> WORK INSTRUCTIONS
Copy out the records below, changing each "pretty-printed" to "indented" and keeping everything else the same. Leave the pictures out.

[Start of INPUT ROWS]

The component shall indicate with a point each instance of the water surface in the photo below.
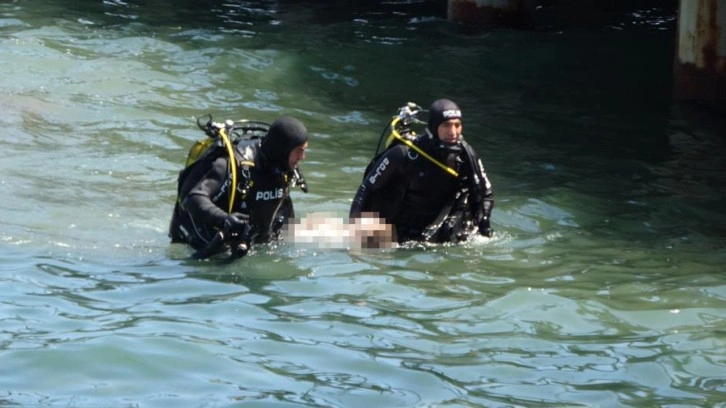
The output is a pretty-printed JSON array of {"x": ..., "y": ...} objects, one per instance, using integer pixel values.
[{"x": 603, "y": 285}]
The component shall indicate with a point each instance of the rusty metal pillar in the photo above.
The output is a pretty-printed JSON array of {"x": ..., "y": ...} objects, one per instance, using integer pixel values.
[
  {"x": 700, "y": 66},
  {"x": 509, "y": 13}
]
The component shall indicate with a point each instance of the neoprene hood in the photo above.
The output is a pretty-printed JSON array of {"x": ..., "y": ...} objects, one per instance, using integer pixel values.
[
  {"x": 285, "y": 134},
  {"x": 442, "y": 110}
]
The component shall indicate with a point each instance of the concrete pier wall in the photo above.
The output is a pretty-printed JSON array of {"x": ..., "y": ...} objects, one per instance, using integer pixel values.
[{"x": 700, "y": 66}]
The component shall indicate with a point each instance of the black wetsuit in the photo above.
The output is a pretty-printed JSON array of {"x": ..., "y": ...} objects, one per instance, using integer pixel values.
[
  {"x": 204, "y": 190},
  {"x": 423, "y": 201}
]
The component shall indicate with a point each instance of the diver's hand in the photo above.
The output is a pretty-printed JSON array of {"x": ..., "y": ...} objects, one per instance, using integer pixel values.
[
  {"x": 237, "y": 224},
  {"x": 485, "y": 228}
]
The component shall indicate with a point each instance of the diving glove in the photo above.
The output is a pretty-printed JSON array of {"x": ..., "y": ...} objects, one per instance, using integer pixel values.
[
  {"x": 237, "y": 224},
  {"x": 485, "y": 228}
]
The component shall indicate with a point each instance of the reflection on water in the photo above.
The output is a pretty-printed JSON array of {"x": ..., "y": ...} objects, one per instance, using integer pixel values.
[{"x": 602, "y": 286}]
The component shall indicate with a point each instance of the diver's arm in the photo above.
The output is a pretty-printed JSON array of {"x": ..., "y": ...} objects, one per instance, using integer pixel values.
[
  {"x": 198, "y": 190},
  {"x": 486, "y": 195},
  {"x": 381, "y": 175}
]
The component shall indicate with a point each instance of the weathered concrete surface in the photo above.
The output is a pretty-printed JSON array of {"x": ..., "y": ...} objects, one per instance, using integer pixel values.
[{"x": 700, "y": 66}]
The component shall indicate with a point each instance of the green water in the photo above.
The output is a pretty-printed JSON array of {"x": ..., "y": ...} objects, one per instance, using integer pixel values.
[{"x": 603, "y": 286}]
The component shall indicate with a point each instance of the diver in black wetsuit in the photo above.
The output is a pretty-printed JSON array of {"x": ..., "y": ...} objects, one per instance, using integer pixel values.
[
  {"x": 441, "y": 198},
  {"x": 262, "y": 200}
]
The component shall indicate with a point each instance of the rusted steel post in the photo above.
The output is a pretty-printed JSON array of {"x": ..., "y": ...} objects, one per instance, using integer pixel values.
[
  {"x": 700, "y": 66},
  {"x": 510, "y": 13}
]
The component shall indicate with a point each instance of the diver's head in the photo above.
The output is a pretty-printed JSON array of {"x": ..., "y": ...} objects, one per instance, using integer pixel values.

[End of INPUT ROWS]

> ANSWER TO THIS PROBLEM
The component shall indicate with a point each instance of the water surface in the photo below.
The output is a indented JSON array of {"x": ..., "y": ...} objects, one per instance, using integer pixel values.
[{"x": 603, "y": 285}]
The component shall indicate with a point each instance of the rusty metal pillar in the photo above.
The output is a indented JSON array of {"x": ..., "y": ...} objects, one per instance, using integer pixel values.
[
  {"x": 700, "y": 66},
  {"x": 509, "y": 13}
]
The component shall indicate with a point each instance of the neoprene hood in the photo above.
The output is a indented JSON array of {"x": ..., "y": ...} objects, one per instance, using integer pixel values.
[
  {"x": 285, "y": 134},
  {"x": 442, "y": 110}
]
The component shall indicate with a point each instance of the concrete pier wall in the photo above.
The output is a indented JSON array of {"x": ..., "y": ...} objects, one per instance, using integer pixel values.
[{"x": 700, "y": 66}]
The component shall indicate with a point each instance of the black wetsuit in the photo above.
The output is a indented JSON array of {"x": ..., "y": ...} objects, one per instance, using integer pixel values.
[
  {"x": 204, "y": 190},
  {"x": 423, "y": 201}
]
The component shall indicate with a point each instance of the diver's hand in the photo above.
The output is a indented JSON array of {"x": ..., "y": ...} objects, one per instance, using integer pixel values.
[
  {"x": 237, "y": 224},
  {"x": 485, "y": 228}
]
The component shall indicate with a point each instance of the diving glove in the photo above.
The output is a indented JSON array of {"x": ..., "y": ...} objects, one per instance, using integer pixel values.
[
  {"x": 237, "y": 224},
  {"x": 485, "y": 228}
]
The component shall indicate with a point each instance of the reflection on water in the photo above.
The output is a indented JSON array of {"x": ..., "y": ...} objects, one per instance, using integer pixel values.
[{"x": 602, "y": 286}]
The component shall indicate with a point each instance of the diver's arm in the photo above.
The output is a indented JSON array of {"x": ..., "y": ...} objects, one per instance, using integer pixel values.
[
  {"x": 198, "y": 190},
  {"x": 486, "y": 195},
  {"x": 381, "y": 175}
]
The component shall indicate with a point each instance of the weathered concrete surface in the photo above.
The output is a indented JSON array of {"x": ..., "y": ...} objects, one per instance, using integer pixel values.
[{"x": 700, "y": 66}]
The component shall indicate with a point each instance of the green water in the photo above.
The output is a indented JSON array of {"x": ..., "y": ...} objects, one per instance, using integer pixel values.
[{"x": 603, "y": 286}]
The component shall indicate with a point each instance of the diver in black wetsuit in the photo above.
The output is a indented JSON array of {"x": ..., "y": ...} objects, one per instance, using integer pixel values.
[
  {"x": 441, "y": 198},
  {"x": 262, "y": 200}
]
The component shall indicate with a point each instance of the rusted steel post in the photo above.
The output is a indented JSON array of {"x": ..., "y": ...} objects, one per instance, using integer pixel values.
[
  {"x": 700, "y": 66},
  {"x": 510, "y": 13}
]
The component shall indicate with a point each instance of the diver's head in the photo above.
The output is a indented JSON array of {"x": ..., "y": ...} objects, one per instance, using integer pixel values.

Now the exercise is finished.